- _TASK_: Can you transcribe every one of the lines below word for word, leaving the pictures out of your answer?

- _RECORDS TO USE_:
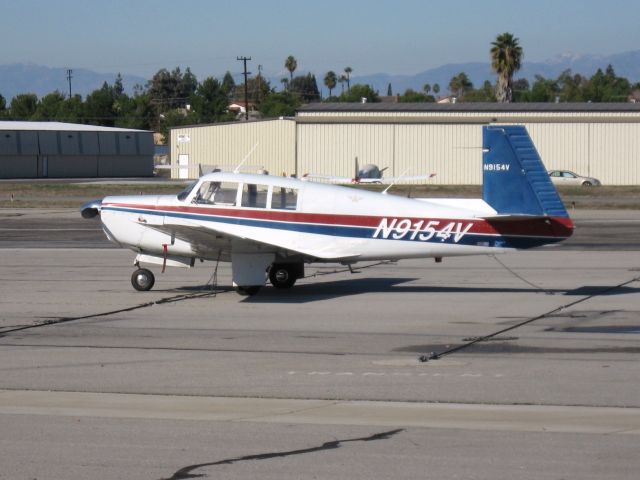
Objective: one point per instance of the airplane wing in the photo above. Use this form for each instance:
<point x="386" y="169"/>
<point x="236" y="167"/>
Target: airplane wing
<point x="401" y="179"/>
<point x="206" y="238"/>
<point x="327" y="178"/>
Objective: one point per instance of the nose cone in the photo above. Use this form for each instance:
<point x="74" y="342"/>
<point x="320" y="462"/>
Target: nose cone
<point x="91" y="209"/>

- _OUTPUT OF THE EXERCISE_:
Objective: one point per instance of the airplane wing in the photo above. Use this form for each instance:
<point x="386" y="169"/>
<point x="236" y="167"/>
Target: airplane wing
<point x="401" y="179"/>
<point x="206" y="238"/>
<point x="327" y="178"/>
Objective: one point per instance of the nose cone in the photo above. Use this form for each instance:
<point x="74" y="342"/>
<point x="320" y="462"/>
Target: nose cone
<point x="91" y="209"/>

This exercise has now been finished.